**Your objective**
Your job is to set down the stretch of entries that opens with the line containing "Target: forest floor" and closes with the line containing "Target: shrub". Keep both end lines, copy each exactly, and add nothing.

**Data extracts**

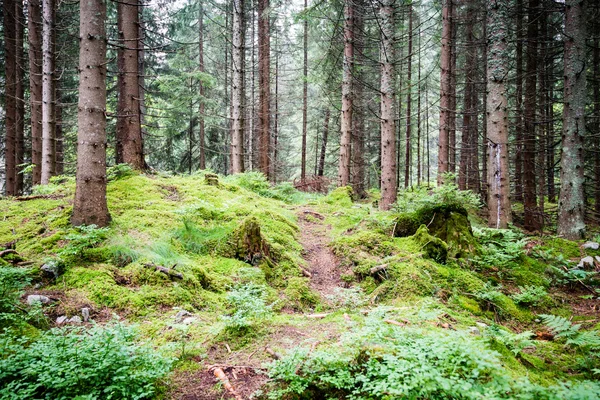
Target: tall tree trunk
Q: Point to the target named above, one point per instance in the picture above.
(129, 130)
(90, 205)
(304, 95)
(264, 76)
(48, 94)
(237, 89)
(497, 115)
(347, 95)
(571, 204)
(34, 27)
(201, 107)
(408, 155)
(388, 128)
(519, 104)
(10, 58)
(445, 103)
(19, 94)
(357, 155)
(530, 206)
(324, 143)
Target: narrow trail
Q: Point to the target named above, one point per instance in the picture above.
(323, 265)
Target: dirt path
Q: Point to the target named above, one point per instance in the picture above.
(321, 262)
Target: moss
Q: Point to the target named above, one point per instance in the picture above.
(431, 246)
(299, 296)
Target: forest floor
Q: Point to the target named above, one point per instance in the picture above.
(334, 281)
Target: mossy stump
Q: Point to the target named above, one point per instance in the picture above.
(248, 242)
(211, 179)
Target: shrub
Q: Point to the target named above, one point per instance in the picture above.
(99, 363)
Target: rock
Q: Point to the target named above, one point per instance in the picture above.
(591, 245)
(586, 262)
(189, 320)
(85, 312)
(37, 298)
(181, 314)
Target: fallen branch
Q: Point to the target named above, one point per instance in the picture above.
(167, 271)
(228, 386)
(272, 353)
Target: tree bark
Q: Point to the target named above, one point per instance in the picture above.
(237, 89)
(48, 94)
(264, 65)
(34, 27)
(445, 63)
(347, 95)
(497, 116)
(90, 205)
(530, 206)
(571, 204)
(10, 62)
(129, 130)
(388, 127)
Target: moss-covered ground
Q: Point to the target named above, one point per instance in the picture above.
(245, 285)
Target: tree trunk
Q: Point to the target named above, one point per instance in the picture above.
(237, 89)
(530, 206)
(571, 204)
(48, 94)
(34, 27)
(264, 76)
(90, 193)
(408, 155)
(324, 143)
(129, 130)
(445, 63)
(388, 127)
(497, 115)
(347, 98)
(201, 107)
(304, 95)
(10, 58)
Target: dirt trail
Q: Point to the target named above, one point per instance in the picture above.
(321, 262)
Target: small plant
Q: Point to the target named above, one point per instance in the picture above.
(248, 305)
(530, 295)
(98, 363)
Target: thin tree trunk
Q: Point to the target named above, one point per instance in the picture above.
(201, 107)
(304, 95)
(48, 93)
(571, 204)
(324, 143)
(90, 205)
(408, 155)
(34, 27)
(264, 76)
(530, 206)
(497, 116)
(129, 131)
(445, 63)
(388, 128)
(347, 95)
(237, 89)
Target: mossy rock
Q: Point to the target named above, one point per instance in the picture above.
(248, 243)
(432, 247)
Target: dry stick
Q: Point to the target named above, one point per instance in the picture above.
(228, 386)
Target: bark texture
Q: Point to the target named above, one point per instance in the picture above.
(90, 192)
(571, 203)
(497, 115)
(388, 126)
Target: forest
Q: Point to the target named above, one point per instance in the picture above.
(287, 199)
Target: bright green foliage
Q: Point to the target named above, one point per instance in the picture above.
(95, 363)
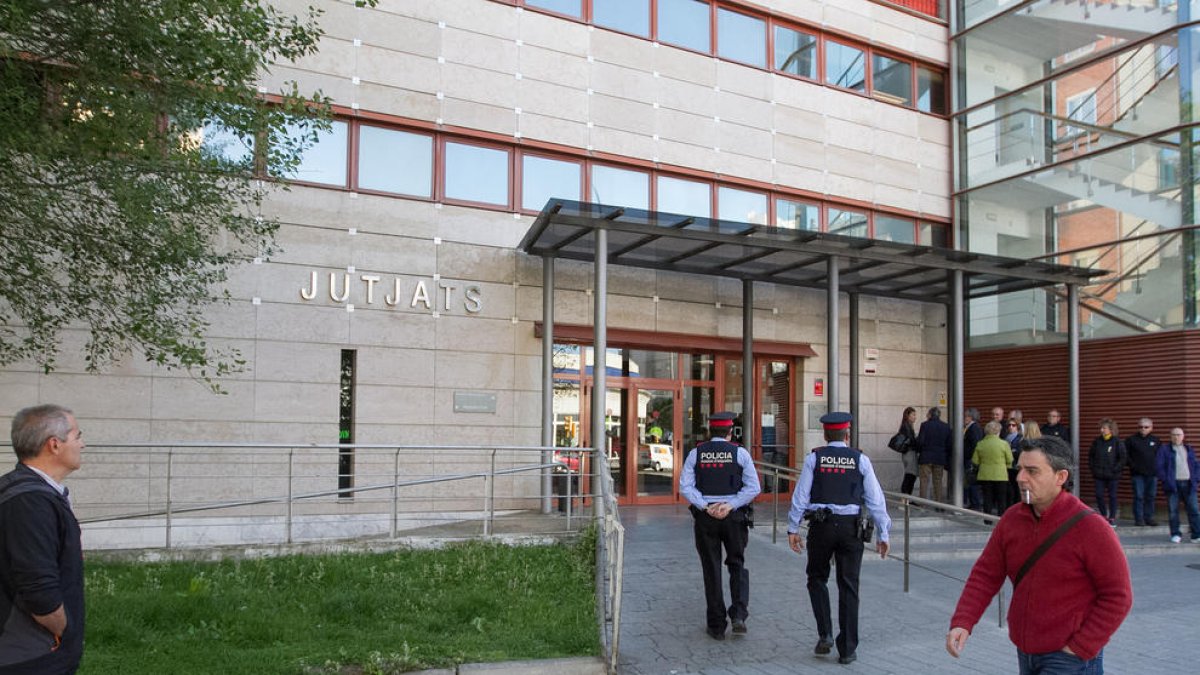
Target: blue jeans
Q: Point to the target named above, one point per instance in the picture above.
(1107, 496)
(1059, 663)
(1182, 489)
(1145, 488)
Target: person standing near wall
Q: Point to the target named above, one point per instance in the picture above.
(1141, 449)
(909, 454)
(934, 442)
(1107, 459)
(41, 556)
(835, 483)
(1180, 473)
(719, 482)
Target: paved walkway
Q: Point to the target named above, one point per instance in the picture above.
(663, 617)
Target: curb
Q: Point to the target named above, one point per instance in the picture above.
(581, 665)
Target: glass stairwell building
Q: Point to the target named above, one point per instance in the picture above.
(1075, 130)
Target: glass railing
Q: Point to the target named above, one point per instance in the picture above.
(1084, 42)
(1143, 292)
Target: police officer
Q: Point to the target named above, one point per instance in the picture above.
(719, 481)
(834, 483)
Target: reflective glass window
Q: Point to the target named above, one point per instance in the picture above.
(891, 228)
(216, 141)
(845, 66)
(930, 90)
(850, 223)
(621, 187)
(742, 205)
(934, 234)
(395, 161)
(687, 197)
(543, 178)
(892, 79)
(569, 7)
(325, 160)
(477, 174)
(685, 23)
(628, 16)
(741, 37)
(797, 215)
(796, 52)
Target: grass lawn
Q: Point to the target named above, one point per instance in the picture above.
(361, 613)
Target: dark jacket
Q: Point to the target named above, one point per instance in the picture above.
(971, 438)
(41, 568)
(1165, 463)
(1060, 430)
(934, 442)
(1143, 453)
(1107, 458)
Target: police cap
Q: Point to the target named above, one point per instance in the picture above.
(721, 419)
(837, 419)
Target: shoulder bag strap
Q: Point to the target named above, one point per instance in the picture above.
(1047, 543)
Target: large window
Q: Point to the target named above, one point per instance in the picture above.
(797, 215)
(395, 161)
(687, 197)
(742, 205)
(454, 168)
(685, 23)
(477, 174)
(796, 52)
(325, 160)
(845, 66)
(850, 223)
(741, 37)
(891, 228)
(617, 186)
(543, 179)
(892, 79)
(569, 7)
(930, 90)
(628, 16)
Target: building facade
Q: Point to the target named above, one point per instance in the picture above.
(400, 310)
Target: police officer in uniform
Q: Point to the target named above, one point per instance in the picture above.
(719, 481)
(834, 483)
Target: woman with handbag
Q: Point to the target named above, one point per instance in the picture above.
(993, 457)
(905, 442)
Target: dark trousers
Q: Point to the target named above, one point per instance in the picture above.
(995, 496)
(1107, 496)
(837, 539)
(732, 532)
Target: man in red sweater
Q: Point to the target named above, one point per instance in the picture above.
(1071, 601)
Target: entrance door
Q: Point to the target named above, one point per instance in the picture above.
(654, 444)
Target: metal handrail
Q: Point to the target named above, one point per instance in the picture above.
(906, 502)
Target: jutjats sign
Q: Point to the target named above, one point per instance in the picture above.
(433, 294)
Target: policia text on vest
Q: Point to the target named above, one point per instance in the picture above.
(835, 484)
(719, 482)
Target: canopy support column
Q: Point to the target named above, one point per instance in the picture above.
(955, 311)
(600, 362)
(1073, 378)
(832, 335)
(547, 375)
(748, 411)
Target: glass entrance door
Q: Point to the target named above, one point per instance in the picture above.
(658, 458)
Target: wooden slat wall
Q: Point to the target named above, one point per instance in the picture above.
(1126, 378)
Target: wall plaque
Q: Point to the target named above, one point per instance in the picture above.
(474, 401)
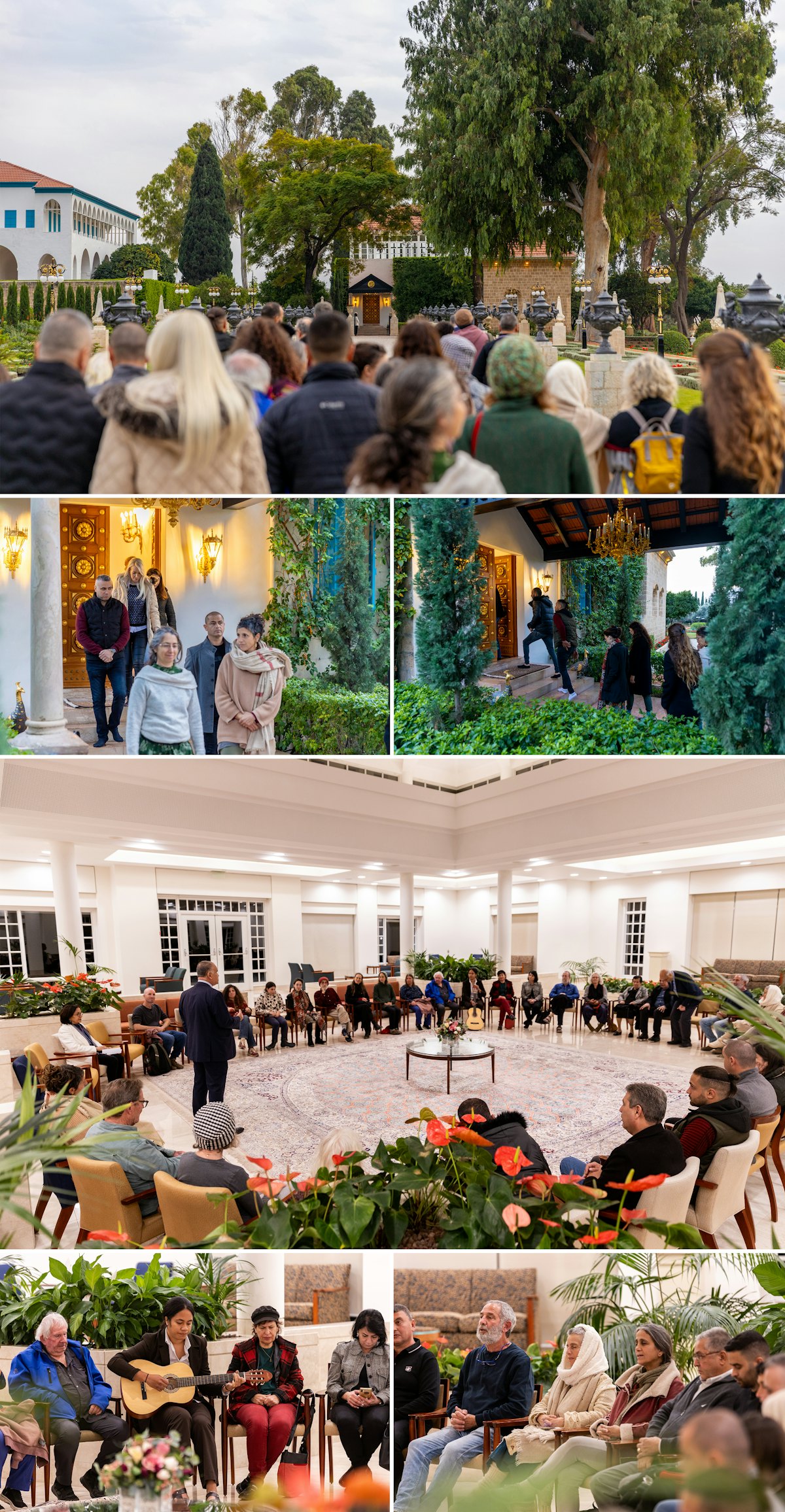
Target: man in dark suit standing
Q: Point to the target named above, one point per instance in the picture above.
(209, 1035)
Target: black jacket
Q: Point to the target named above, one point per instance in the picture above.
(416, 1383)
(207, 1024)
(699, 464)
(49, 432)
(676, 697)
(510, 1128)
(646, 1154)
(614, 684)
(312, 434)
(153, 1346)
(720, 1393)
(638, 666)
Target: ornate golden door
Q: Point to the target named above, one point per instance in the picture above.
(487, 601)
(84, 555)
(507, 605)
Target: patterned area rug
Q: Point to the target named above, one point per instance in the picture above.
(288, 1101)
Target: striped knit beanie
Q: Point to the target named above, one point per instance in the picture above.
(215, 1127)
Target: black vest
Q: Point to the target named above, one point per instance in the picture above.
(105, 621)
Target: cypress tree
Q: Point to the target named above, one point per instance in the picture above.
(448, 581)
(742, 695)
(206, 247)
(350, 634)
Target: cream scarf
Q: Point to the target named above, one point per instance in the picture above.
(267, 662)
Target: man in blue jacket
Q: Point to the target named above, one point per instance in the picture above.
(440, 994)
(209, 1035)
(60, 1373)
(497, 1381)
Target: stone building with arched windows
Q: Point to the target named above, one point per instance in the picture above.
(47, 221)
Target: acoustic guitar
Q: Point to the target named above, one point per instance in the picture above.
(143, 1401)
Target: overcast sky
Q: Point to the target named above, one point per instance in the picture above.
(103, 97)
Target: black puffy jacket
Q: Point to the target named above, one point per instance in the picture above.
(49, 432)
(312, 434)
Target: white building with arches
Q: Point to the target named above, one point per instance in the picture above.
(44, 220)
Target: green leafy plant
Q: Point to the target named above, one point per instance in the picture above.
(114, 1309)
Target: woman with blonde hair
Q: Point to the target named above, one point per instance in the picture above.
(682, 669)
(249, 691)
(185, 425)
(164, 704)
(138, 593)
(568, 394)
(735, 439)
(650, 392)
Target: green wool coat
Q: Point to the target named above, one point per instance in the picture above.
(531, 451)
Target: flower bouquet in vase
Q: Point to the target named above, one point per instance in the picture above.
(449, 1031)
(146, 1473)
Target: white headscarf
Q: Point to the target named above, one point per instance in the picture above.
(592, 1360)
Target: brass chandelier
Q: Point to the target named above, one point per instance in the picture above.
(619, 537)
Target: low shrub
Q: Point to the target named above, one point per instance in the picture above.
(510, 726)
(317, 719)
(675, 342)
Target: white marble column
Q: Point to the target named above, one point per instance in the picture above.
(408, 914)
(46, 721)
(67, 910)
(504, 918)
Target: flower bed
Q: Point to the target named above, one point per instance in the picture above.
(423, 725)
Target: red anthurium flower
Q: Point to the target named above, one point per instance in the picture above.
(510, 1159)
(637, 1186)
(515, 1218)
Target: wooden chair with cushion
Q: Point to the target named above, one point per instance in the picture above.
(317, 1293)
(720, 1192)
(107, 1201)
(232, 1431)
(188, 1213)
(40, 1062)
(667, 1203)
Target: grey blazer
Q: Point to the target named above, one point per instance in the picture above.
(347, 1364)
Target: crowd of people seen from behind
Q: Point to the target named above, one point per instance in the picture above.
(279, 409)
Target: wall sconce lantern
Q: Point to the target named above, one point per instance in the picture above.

**Response to this task**
Target: forest floor
Q: Point to the target named above, one point per instance in the picture above.
(334, 281)
Target: mossy stump
Q: Point to the target named above, one point per instance in the picture above.
(248, 242)
(211, 179)
Target: shrub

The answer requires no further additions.